**What you have to do**
Each line from the first down to the one containing "Target: thin twig" should be returned exactly as it appears below.

**Given records**

- Opening Delimiter -

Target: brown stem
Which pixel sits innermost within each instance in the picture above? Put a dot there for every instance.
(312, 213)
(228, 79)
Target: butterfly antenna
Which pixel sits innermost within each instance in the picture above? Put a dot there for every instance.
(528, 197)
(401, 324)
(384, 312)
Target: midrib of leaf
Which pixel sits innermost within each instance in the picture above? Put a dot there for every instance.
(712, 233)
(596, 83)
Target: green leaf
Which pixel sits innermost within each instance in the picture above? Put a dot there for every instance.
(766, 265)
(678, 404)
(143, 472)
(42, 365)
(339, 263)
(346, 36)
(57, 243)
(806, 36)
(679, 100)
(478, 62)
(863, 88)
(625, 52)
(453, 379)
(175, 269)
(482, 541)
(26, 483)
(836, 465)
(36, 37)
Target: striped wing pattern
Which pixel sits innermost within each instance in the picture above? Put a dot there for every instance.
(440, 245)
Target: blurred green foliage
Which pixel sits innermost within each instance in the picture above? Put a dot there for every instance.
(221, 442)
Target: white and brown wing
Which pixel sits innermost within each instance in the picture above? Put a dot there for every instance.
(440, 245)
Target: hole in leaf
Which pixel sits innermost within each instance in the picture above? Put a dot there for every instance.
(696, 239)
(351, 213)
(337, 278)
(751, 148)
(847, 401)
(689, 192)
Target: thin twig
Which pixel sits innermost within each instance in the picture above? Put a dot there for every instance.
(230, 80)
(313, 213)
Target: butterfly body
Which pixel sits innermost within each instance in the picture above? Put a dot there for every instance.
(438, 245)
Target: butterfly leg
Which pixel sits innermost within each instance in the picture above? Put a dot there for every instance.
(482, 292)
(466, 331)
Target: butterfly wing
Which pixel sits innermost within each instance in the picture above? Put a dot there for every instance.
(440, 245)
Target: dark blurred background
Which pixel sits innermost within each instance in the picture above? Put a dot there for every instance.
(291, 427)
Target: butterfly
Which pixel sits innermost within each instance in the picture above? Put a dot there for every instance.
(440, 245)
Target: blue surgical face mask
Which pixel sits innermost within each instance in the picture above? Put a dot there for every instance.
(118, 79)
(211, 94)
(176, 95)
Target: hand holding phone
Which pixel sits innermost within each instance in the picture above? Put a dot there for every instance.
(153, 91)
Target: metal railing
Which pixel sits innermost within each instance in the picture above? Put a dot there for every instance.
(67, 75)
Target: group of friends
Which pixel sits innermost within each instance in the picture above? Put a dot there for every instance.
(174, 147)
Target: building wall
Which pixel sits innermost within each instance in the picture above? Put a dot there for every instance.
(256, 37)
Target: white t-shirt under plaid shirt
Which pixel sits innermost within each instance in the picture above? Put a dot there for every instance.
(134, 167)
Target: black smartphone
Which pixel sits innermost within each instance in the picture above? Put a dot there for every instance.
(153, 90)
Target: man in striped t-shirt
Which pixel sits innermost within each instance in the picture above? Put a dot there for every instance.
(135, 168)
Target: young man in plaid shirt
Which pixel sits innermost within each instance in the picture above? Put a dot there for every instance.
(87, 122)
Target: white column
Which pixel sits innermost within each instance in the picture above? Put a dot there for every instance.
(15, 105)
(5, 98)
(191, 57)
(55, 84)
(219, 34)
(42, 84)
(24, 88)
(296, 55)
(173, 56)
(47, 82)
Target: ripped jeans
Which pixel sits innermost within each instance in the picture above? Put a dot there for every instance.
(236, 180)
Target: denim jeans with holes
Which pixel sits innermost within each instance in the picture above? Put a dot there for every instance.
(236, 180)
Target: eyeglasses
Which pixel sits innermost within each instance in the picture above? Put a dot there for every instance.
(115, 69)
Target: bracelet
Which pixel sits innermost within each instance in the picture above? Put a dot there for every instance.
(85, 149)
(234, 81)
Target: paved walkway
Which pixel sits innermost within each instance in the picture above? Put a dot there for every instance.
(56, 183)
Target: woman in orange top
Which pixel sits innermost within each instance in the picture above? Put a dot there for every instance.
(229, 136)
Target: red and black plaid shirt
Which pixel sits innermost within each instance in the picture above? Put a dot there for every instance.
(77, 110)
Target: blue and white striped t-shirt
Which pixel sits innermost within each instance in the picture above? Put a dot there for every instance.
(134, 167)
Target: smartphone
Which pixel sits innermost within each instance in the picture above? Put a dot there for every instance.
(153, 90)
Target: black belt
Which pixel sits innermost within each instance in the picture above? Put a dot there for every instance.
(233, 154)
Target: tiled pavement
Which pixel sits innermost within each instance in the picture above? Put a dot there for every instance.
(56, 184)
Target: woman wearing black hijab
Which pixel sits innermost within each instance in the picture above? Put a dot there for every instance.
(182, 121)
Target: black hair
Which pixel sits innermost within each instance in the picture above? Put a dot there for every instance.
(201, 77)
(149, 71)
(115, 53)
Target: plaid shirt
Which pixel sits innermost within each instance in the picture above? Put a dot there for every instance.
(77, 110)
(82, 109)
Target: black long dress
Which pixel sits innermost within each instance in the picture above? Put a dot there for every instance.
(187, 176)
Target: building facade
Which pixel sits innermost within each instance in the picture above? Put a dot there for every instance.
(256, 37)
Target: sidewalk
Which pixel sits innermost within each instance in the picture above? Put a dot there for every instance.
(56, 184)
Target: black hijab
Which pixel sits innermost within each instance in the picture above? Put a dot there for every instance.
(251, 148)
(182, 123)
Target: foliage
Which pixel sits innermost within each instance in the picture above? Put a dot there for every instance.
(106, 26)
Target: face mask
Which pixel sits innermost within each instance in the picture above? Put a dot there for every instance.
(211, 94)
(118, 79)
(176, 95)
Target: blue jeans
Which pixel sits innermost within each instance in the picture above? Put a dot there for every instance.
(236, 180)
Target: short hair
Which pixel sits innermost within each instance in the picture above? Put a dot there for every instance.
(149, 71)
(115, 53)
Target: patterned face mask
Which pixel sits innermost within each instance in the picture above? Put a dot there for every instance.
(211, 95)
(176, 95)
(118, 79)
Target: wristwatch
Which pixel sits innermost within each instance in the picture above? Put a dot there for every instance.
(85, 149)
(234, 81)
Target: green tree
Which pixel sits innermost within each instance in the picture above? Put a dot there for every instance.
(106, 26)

- Closing Delimiter -

**Answer**
Target: brown stem
Which pixel sits innermost within each instance in the picture above? Put a dot there for every instance.
(312, 213)
(228, 79)
Target: butterfly antenna
Which pixel sits innermost within each instance in the picture above? Put a dot there for every instance.
(528, 197)
(401, 324)
(384, 312)
Target: midrib of leaf
Which pixel sits innermost within each instance in the picture above? Put a dot there for every instance.
(712, 233)
(596, 83)
Target: green leaf
Which pixel sits innermost within each instance in the picture above? Put a dot there for every instance.
(766, 265)
(678, 404)
(143, 472)
(42, 365)
(339, 263)
(346, 36)
(57, 243)
(806, 36)
(679, 100)
(478, 62)
(863, 88)
(625, 52)
(453, 379)
(175, 269)
(482, 541)
(26, 483)
(836, 465)
(36, 37)
Target: striped wing pattern
Which pixel sits innermost within each instance in the picture above? Put a dot there for every instance.
(440, 245)
Target: blurred green foliage
Which pixel sits innermost within each instance in the picture above? Put a dot there for every instance.
(221, 442)
Target: white and brown wing
Which pixel sits innermost within each instance in the picture above? Put a dot there for every instance.
(440, 245)
Target: hole in leaf
Which pixel sits innermost within each instance in the picture above? Put a dot there for every instance.
(696, 239)
(351, 213)
(337, 278)
(751, 148)
(847, 401)
(689, 192)
Target: thin twig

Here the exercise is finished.